__YOUR GOAL__: Could you reproduce, exactly as written, every line from the one containing "Each instance receives one keypoint. Annotate the rusted" through the last line of the records, and nothing else?

Dataset entries
- Opening Delimiter -

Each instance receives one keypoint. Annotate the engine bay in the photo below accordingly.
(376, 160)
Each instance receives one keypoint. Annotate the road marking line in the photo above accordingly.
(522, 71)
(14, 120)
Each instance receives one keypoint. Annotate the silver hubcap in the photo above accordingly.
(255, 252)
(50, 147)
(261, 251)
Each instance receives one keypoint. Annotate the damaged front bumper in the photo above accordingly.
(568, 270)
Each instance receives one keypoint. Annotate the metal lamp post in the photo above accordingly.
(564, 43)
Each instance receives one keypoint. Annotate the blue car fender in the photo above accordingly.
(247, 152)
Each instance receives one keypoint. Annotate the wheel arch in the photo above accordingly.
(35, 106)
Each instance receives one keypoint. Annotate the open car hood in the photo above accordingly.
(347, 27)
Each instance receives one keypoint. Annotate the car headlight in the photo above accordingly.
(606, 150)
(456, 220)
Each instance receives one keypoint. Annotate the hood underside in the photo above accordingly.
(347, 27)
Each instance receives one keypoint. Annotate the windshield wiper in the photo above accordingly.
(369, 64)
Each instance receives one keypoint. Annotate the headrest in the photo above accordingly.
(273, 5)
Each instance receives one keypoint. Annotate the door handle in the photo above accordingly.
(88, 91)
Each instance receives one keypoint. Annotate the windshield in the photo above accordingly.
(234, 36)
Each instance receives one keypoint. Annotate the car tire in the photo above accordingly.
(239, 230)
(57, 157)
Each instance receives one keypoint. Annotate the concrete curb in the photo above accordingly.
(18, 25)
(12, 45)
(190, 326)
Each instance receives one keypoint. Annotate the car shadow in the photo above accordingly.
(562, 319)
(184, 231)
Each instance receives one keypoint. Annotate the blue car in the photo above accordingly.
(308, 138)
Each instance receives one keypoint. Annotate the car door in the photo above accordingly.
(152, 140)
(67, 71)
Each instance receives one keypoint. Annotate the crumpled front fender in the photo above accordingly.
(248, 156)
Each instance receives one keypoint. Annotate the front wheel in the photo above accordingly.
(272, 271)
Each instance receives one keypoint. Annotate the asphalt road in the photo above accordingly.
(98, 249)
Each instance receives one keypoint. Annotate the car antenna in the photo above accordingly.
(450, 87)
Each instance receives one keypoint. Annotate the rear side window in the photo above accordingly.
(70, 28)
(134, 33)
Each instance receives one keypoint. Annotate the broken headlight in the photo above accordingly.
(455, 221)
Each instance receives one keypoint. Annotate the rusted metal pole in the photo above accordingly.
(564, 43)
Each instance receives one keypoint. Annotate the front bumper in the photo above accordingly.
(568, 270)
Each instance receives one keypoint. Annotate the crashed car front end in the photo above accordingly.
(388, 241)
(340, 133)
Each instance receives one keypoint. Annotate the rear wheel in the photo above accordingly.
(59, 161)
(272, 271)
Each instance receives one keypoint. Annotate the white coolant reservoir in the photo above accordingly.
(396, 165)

- Closing Delimiter -

__RESULT OF THE EXERCISE__:
Each instance receives one keypoint. Annotate the rusted metal pole in the photo above accordingly.
(564, 43)
Each instance receives one keypoint. Annotate the front bumper in the photo above accordingly.
(568, 270)
Each instance receives one keypoint. Annotate the crashed car front end in the photo above accordingly.
(388, 241)
(340, 133)
Each instance receives one keypoint. Annotate the rear wheel in the photo above accordingly.
(59, 161)
(272, 271)
Each instance receives one keypoint. Annotate the white coolant reservoir in the photo above accordingly.
(396, 165)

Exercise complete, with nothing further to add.